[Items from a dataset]

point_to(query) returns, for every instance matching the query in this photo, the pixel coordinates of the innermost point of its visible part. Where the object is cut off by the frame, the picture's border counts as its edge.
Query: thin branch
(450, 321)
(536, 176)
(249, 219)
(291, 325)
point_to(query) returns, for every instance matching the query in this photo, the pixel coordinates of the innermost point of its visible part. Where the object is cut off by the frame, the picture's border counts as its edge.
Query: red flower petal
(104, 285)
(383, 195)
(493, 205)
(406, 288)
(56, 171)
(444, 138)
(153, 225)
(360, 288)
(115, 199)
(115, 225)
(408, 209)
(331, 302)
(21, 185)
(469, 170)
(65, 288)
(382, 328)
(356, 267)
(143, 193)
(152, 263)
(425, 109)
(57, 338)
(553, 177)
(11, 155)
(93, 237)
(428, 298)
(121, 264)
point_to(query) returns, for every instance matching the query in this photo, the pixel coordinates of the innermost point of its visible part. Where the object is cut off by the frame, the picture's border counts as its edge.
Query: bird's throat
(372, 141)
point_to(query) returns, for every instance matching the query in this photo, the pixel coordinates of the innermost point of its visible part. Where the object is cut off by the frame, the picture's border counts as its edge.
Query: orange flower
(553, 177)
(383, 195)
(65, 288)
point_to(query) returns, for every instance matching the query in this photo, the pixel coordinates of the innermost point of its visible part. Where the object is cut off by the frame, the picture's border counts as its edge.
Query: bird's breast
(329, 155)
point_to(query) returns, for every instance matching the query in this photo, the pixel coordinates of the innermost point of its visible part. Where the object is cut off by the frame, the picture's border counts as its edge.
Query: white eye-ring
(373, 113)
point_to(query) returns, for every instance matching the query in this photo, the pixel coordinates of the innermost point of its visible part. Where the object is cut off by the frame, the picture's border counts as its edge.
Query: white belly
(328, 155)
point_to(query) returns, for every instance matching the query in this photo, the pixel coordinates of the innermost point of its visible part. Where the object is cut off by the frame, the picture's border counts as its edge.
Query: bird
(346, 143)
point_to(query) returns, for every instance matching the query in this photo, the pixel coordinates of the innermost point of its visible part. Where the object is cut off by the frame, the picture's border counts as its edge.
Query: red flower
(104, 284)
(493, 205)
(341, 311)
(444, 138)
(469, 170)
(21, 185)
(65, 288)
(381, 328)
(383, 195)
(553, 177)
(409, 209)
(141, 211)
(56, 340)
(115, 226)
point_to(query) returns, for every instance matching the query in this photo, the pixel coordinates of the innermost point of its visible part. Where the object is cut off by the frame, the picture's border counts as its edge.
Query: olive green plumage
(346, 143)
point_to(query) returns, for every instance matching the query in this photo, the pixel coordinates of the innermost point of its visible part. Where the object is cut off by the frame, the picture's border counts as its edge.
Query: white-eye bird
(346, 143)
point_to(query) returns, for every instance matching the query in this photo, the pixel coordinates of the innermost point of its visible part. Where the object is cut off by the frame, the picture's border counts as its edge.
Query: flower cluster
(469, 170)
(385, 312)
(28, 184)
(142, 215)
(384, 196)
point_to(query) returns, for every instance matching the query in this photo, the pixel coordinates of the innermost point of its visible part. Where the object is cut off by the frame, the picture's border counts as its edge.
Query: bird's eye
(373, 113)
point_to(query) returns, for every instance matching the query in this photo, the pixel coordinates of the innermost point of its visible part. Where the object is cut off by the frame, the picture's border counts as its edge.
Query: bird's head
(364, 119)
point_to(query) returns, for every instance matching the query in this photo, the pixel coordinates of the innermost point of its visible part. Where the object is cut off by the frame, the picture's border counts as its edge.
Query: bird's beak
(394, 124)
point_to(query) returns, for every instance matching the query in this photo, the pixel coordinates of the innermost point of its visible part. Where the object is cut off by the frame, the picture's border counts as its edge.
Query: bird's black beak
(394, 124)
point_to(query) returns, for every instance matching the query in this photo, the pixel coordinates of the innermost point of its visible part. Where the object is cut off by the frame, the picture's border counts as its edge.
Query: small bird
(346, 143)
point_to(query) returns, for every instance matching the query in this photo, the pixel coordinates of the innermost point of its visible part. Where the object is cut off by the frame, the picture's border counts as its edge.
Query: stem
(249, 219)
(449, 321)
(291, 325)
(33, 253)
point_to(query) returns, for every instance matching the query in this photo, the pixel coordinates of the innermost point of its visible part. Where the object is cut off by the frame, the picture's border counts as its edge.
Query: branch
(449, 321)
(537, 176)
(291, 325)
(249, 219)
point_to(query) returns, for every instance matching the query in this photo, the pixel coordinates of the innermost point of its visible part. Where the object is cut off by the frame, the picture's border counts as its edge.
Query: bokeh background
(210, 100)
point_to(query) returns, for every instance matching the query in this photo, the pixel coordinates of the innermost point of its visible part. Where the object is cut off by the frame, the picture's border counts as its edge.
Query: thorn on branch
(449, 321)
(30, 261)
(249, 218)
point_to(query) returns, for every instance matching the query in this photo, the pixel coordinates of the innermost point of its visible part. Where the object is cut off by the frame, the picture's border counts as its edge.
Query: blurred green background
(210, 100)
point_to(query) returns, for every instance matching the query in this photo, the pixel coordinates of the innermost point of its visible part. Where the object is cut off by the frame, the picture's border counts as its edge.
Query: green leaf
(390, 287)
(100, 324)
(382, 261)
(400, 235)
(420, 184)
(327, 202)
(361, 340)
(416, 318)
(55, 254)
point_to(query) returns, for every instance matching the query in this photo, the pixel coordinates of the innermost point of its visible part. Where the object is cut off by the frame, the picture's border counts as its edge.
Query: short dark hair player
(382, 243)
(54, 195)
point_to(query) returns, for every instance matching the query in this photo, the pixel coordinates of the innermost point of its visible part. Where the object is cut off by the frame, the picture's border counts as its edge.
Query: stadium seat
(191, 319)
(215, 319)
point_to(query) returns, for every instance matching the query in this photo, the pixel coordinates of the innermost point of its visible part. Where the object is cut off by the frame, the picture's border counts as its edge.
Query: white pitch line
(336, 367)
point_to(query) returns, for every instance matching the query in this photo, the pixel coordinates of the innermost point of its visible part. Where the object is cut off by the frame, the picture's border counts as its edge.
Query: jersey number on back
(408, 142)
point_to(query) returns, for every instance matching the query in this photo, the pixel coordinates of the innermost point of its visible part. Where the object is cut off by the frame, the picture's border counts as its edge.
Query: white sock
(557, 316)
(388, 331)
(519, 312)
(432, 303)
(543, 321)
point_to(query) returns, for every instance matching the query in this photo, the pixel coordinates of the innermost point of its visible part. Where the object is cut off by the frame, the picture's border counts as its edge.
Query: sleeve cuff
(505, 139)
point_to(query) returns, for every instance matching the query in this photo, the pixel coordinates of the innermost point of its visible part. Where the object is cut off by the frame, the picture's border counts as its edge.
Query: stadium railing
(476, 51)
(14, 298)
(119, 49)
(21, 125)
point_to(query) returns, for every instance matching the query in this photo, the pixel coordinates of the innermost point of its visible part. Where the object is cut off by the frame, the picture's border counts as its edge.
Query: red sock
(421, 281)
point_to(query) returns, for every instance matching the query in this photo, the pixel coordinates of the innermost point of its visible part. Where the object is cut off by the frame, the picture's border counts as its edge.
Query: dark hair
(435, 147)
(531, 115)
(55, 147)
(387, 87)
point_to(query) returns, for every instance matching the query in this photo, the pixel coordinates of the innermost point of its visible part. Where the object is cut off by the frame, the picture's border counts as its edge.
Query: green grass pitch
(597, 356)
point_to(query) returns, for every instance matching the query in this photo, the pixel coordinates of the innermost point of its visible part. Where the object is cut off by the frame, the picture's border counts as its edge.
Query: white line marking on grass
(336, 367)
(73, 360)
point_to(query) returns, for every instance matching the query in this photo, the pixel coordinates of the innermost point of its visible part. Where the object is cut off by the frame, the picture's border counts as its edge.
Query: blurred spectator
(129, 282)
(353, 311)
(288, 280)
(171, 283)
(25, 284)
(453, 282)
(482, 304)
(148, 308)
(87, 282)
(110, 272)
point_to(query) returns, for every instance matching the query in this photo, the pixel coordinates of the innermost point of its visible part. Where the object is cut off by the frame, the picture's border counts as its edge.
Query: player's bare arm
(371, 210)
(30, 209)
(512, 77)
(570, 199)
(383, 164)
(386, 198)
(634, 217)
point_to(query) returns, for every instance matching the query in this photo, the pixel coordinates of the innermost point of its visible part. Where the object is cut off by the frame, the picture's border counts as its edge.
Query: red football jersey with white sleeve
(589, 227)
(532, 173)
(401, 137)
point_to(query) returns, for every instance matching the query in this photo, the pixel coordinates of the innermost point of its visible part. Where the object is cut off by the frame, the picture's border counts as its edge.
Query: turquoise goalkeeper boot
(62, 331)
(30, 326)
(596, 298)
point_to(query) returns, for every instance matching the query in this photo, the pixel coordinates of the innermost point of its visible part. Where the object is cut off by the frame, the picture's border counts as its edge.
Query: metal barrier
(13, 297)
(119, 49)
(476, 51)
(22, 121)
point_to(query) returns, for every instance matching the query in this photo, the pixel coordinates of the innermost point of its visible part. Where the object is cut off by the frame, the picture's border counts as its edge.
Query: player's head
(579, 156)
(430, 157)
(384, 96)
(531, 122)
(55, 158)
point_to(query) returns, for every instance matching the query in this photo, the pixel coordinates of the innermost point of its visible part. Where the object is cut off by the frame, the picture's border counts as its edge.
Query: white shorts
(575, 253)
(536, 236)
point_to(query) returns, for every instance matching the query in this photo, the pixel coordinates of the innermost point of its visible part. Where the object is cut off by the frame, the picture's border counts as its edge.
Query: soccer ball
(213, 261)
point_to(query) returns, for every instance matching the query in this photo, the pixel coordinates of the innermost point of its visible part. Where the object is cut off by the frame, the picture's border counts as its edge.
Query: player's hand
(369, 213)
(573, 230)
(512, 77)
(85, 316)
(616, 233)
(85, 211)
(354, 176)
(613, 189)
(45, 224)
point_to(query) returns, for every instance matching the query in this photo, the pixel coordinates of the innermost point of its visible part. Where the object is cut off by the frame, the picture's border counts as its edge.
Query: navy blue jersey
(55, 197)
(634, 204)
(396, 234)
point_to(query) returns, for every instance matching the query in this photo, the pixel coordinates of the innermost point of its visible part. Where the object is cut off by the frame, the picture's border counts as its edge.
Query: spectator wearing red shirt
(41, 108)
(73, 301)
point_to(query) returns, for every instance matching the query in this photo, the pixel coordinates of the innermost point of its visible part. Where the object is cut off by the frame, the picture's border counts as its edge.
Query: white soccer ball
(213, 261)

- [Exercise description]: Write out each line exactly, beginning at the one with "Query: soccer ball" and ending at the final line of the records above, with nothing added.

- [Task output]:
Query: soccer ball
(213, 261)
point_to(query) returns, for every instance matching the query in this photo, the pixel coordinates of the innermost point of its visible part. Where the object is cut off by the frame, the picture's border counts as its edge.
Query: player's hand
(369, 213)
(573, 230)
(512, 77)
(85, 316)
(616, 233)
(85, 211)
(354, 176)
(613, 189)
(45, 224)
point_to(query) returns, for every instance matching the query in this photo, the pixel coordinates of the innermost point of its visible part. Where the object is cut off by the frame, the picture's border counts as its edge.
Query: navy blue jersey
(55, 197)
(634, 204)
(396, 234)
point_to(query) returns, for every instance matching the query in this photo, the pixel coordinates of the innermost point of its visible part. Where the object is cut off by the frame, the picture's border counts as its edge.
Query: spectator wearing red shirt
(41, 108)
(73, 301)
point_to(query) returns, for every instance matching the query in this photo, the pixel coordinates of the innermost point of its visible part. Where the object is cut off by the frame, the picture's border counts as its edge.
Query: white soccer ball
(213, 261)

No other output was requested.